▶ TEXTO FORNECIDO
•••

Educação Financeira
15 de agosto de 2025

Inadimplência bate recorde no Brasil e escancara falta de planejamento financeiro

 

Com mais de 77,8 milhões de brasileiros negativados, cartão de crédito lidera como principal fonte das dívidas; especialistas alertam para armadilhas do consumo e defendem educação financeira como ferramenta essencial

Crise silenciosa: inadimplência atinge patamar alarmante

O Brasil enfrenta uma das piores crises de inadimplência de sua história recente. Dados de junho do Mapa da Inadimplência da Serasa revelam que 77,8 milhões de brasileiros estão com o nome negativado — o equivalente a quase 39% da população adulta. Cada inadimplente acumula, em média, uma dívida de R$ 6.128, sendo o cartão de crédito o principal responsável, com 27,5% do total de débitos registrados.

No Distrito Federal, a situação é ainda mais crítica: 61% da população adulta enfrenta restrições de crédito, o segundo pior índice do país. Apesar da realização de mais de 64 mil renegociações recentes, a recuperação financeira continua distante da realidade de boa parte da população.

Histórias que refletem a estatística

O drama da inadimplência se traduz em histórias como a de Fernanda Mori, de 25 anos, auxiliar de logística em Brasília. Com dívidas acima de R$ 1 mil, ela viu sua situação se agravar após recorrer ao cartão de crédito para cobrir despesas básicas. “A fatura virava uma bola de neve. Não conseguia pagar o total e a dívida só aumentava”, relata. Hoje, evita o uso do cartão e dá preferência ao Pix ou débito, mas admite: ainda não há previsão para se livrar dos débitos. “Talvez quando conseguir um emprego melhor e aparecerem condições mais acessíveis.”

•••

(Entradas do conjunto de dados)
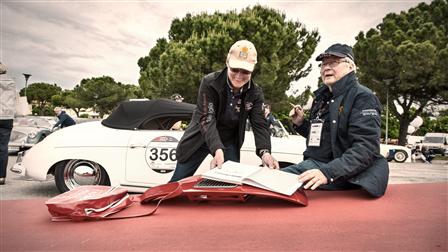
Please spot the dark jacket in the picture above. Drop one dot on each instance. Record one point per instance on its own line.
(212, 98)
(355, 116)
(64, 120)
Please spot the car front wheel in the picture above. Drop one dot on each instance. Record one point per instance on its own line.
(400, 156)
(77, 172)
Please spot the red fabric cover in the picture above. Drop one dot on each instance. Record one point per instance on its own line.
(411, 217)
(88, 202)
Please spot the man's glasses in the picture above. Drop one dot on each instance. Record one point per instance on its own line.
(239, 70)
(332, 64)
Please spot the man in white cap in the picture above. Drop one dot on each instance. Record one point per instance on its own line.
(226, 99)
(7, 110)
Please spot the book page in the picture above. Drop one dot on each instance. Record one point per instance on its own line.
(274, 180)
(231, 172)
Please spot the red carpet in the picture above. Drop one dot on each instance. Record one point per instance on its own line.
(410, 217)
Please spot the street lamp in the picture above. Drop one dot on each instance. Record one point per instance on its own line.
(27, 76)
(387, 81)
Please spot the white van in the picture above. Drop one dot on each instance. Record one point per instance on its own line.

•••

▶ TAREFAS PROPOSTAS
A – Relacione todos os percentuais citados na reportagem sobre inadimplência no Brasil, indicando a que cada um se refere.
B – Prossiga a redação da reportagem sobre inadimplência no Brasil, dando sequência ao último parágrafo apresentado.

▶ RESPOSTAS DAS TAREFAS
A –
- Quase 39%: parcela da população adulta brasileira com o nome negativado, equivalente a 77,8 milhões de pessoas.
- 27,5%: participação do cartão de crédito no total de débitos registrados.
- 61%: parcela da população adulta do Distrito Federal que enfrenta restrições de crédito.

B –
Outro caso é o de Eduardo Lugli, 45, contador, que enfrentou dificuldades semelhantes ao tentar proporcionar uma vida mais confortável para a família. “Sem planejamento e com o custo de vida aumentando, as dívidas se acumularam. Acabamos usando o cartão para despesas básicas, o que só empurra o problema para o mês seguinte”, conta. Ele agora planeja cortar gastos e renegociar débitos com condições mais justas.

Cartão de crédito: vilão ou ferramenta mal utilizada

Segundo a Serasa, bancos e cartões de crédito são os maiores responsáveis pela negativação no país, seguidos por contas de serviços essenciais (20,7%), financeiras não bancárias (19,4%) e outros serviços (11,8%). Para Giovani Inocente, porta-voz da Serasa, o crédito rotativo é especialmente danoso em um cenário de juros elevados. “A ausência de reserva financeira faz com que qualquer imprevisto desestabilize o orçamento. E os juros do cartão fazem a dívida crescer de forma agressiva”, alerta.

Apesar disso, especialistas ponderam que o cartão de crédito pode ser um aliado — desde que usado com responsabilidade. O consultor Rogério Olegário, da Libratta, defende o uso consciente do cartão como meio de pagamento vantajoso. “Acumulo pontos e descontos em diversas áreas. Mas é fundamental lembrar que o cartão não deve ser visto como fonte de crédito, e sim como ferramenta de pagamento.”

O professor Jurandir Sell, da UFSC, reforça essa visão com uma analogia direta: “É como dirigir um carro. Se você não sabe usar, o risco é enorme. O cartão pode ser útil, mas exige maturidade financeira.”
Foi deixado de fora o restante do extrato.